**PROVIDED MATERIAL:**
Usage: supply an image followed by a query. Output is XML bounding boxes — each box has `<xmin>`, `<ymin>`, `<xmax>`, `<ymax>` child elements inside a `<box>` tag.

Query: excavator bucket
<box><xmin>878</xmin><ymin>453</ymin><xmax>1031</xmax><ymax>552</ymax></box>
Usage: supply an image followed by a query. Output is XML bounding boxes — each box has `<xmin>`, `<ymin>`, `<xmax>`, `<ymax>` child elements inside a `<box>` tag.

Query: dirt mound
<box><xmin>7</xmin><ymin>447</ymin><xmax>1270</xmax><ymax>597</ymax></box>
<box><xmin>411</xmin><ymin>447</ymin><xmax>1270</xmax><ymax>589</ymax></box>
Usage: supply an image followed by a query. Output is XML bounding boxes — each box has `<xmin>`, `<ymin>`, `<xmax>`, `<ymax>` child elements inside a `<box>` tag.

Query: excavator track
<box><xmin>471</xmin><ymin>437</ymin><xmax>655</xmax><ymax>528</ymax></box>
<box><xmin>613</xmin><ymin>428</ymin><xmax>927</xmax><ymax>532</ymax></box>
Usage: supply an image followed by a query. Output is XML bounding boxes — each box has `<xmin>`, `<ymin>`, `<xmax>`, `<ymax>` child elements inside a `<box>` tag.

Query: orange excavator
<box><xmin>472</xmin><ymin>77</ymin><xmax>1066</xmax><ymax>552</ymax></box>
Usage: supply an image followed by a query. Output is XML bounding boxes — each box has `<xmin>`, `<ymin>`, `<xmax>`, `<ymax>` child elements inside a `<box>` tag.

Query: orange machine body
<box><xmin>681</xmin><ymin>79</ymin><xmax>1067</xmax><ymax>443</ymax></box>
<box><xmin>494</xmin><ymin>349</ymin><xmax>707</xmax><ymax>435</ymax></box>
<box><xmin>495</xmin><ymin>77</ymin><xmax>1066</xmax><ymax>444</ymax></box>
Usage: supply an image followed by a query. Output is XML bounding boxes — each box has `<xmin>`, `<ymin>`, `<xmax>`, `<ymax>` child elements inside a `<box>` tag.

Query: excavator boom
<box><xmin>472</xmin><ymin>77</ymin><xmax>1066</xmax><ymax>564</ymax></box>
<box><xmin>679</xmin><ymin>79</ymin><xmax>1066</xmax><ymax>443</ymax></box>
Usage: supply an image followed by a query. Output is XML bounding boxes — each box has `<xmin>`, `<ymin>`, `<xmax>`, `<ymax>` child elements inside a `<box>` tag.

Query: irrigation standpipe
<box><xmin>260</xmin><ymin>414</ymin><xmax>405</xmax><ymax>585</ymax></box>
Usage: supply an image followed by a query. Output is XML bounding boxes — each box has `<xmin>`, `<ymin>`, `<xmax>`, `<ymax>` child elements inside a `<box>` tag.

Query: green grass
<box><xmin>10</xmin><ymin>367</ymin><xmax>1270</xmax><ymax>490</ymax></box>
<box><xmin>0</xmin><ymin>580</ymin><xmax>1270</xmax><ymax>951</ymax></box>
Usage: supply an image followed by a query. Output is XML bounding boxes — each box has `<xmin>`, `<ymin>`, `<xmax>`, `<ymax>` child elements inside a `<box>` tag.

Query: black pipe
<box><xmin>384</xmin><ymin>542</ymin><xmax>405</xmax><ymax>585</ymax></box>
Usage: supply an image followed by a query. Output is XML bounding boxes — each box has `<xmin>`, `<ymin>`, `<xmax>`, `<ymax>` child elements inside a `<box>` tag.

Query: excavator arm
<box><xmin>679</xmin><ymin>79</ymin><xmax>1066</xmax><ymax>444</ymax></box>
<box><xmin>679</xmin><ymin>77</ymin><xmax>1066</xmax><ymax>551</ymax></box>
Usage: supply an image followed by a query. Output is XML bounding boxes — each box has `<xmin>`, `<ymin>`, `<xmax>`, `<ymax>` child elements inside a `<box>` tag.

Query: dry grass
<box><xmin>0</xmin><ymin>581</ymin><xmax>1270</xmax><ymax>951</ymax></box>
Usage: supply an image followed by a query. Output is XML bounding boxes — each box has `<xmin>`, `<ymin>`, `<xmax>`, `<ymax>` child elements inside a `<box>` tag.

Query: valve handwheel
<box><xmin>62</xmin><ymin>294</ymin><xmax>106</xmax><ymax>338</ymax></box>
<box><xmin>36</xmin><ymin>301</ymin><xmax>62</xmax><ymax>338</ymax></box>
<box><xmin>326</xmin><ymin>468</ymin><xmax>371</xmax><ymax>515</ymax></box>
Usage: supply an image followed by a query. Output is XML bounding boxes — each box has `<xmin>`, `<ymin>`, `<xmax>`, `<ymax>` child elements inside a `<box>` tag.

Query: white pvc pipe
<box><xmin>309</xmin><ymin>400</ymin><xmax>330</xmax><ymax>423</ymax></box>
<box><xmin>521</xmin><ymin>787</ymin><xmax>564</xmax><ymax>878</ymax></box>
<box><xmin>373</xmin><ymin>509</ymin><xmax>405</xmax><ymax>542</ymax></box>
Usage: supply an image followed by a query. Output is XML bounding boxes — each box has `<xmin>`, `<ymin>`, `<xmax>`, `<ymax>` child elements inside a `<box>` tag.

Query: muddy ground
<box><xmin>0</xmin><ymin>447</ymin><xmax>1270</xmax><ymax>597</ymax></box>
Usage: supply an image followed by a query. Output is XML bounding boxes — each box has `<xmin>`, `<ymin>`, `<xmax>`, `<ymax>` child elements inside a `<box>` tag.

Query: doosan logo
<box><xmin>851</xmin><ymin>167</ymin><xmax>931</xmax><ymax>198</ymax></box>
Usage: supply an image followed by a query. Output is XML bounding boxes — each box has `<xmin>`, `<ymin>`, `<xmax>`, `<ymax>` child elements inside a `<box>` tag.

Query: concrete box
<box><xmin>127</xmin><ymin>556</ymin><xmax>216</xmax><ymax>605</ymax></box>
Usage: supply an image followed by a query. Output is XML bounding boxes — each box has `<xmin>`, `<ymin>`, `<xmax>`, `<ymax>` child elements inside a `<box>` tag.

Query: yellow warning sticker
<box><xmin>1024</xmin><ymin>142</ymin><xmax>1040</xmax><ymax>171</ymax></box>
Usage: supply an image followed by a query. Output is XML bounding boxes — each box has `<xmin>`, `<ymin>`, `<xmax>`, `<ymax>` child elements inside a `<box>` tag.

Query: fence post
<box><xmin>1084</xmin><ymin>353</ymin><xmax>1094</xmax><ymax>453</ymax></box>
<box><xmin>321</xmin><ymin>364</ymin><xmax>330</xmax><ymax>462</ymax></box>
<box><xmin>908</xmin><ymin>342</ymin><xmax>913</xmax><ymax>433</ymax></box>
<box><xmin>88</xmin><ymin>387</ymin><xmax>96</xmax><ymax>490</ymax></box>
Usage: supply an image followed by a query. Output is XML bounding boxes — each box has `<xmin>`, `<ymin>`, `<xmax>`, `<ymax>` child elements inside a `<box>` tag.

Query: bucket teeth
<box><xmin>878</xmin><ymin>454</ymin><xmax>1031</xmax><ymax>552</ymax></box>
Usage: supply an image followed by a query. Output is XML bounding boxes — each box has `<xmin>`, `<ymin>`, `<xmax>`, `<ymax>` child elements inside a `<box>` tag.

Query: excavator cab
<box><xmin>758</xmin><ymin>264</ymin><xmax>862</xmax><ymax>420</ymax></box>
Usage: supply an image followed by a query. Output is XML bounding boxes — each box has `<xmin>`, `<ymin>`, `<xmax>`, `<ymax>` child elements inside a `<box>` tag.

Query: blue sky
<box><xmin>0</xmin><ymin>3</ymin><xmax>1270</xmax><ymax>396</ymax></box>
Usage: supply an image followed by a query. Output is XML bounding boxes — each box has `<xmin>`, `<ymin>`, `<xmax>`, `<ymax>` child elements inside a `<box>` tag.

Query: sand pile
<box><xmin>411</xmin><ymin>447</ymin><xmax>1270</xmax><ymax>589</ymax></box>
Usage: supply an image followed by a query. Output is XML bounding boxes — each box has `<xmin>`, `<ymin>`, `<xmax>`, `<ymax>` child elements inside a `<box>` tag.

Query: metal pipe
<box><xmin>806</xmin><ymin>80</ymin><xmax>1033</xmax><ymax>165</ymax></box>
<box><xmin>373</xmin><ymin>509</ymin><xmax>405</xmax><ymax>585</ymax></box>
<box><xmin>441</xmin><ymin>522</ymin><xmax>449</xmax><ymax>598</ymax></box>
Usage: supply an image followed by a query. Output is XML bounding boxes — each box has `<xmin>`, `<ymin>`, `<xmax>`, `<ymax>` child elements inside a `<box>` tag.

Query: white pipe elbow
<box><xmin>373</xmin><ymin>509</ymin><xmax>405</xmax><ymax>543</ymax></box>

**YOUR OBJECTIVE:** Report every line in the items above that contains the word "excavator".

**THE RESPONSE:**
Query: excavator bucket
Query: excavator track
Query: orange excavator
Query: excavator boom
Query: excavator arm
Query: excavator cab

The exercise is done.